▽

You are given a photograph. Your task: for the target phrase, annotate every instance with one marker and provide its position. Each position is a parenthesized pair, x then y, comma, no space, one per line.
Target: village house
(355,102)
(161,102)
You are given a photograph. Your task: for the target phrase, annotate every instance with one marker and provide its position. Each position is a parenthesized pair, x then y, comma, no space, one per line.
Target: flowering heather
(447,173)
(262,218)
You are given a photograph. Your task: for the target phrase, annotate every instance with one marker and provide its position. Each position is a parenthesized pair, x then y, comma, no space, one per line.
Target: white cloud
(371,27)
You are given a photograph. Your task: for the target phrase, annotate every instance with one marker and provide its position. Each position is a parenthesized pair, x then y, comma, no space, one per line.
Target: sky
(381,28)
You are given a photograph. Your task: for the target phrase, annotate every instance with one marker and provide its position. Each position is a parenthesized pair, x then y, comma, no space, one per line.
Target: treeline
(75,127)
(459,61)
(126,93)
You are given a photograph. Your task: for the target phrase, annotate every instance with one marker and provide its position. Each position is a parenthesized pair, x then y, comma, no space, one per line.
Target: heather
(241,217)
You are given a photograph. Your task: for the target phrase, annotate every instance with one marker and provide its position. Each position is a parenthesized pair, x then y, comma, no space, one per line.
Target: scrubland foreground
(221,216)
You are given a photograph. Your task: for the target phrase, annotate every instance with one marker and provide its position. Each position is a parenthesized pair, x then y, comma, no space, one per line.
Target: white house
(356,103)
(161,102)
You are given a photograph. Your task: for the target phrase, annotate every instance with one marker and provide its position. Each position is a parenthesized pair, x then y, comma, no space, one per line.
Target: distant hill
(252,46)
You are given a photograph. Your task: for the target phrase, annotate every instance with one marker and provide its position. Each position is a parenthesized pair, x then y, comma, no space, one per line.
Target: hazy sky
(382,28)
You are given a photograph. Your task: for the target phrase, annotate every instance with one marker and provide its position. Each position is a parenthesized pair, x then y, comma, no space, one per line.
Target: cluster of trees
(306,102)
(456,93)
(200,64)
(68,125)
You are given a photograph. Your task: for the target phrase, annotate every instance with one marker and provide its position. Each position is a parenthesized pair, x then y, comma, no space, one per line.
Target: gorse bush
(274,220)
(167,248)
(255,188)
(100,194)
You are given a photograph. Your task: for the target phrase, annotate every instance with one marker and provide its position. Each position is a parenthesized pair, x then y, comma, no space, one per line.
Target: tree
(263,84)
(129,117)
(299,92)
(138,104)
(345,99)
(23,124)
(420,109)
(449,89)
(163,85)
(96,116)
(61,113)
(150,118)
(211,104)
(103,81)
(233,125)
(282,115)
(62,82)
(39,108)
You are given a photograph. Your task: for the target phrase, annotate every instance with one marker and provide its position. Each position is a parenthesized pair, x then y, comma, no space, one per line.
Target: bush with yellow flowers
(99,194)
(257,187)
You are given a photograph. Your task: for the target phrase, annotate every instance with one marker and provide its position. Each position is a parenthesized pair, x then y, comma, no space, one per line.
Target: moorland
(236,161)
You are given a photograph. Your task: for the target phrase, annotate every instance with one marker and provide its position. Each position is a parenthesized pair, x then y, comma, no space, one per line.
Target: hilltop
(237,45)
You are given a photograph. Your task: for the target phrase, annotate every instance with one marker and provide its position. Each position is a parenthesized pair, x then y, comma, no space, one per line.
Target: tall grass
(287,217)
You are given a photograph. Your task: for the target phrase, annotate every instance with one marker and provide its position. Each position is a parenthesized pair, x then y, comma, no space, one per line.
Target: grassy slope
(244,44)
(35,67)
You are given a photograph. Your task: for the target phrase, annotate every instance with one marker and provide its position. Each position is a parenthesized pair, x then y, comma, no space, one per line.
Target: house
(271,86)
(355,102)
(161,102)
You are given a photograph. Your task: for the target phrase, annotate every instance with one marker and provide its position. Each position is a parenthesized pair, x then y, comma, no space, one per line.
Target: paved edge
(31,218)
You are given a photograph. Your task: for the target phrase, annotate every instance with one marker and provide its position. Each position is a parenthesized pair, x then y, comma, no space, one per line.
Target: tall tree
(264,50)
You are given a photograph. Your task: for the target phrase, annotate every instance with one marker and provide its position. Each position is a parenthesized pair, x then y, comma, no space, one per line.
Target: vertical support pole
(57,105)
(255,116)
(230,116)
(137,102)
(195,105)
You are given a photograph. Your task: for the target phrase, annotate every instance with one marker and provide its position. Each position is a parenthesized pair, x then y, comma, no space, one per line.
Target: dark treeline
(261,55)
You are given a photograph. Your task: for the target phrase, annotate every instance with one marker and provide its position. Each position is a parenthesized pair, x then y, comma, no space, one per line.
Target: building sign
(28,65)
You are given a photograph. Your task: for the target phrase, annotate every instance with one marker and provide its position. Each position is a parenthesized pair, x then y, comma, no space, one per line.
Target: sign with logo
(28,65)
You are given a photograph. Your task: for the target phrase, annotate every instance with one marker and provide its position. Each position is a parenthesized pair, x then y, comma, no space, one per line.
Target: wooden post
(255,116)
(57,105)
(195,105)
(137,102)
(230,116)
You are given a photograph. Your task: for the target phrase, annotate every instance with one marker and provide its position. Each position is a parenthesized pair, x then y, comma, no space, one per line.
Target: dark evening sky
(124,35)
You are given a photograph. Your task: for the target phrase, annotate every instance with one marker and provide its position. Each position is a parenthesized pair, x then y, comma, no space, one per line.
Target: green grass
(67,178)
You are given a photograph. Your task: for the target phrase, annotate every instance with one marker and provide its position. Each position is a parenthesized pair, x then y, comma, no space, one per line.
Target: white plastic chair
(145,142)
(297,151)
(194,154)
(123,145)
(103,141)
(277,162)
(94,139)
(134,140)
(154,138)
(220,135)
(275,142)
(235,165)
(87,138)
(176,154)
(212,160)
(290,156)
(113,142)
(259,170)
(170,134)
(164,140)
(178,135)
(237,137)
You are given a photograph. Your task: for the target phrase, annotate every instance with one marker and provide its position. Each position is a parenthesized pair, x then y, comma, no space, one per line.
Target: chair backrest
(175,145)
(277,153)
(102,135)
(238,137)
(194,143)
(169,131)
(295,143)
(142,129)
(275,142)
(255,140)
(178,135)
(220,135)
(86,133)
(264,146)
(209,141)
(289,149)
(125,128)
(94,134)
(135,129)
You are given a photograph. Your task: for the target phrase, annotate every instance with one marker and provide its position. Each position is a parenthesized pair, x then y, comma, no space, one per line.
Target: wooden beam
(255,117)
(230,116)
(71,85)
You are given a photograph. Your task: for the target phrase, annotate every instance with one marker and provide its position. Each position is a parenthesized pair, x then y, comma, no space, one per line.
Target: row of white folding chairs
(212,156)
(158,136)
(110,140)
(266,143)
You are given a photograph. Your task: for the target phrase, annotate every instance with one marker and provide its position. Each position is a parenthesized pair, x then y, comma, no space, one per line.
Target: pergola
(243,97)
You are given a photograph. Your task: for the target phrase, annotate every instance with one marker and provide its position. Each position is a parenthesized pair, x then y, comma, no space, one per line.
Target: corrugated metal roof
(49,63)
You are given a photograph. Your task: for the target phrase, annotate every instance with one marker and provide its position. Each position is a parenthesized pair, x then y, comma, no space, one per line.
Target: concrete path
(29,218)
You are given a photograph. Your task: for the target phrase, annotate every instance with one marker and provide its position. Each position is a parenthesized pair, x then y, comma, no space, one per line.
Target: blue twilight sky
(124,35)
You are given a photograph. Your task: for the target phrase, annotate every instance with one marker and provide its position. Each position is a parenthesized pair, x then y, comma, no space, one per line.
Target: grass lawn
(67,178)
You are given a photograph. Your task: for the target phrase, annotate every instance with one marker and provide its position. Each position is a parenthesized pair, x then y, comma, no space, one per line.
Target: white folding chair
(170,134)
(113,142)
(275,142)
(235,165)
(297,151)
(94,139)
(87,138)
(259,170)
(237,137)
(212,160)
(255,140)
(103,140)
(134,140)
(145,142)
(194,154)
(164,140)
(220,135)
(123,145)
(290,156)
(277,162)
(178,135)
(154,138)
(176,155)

△

◆ **What you are asked to do**: Could you write out, exactly as given, the lines from the one holding "Target: grass lawn" through the end of the listing, and nothing else?

◆ **Reply**:
Target: grass lawn
(67,178)
You are given a photograph. Your task: for the target phrase, annotate every instance with one marker and provide its position. Each position is a parenthesized pair, x then y, comma, no space, one per line.
Target: white folding chair
(170,134)
(113,142)
(275,142)
(235,165)
(297,151)
(94,139)
(87,138)
(259,170)
(237,137)
(212,160)
(255,140)
(103,140)
(134,140)
(145,142)
(194,154)
(164,140)
(220,135)
(123,145)
(290,156)
(277,162)
(178,135)
(154,138)
(176,155)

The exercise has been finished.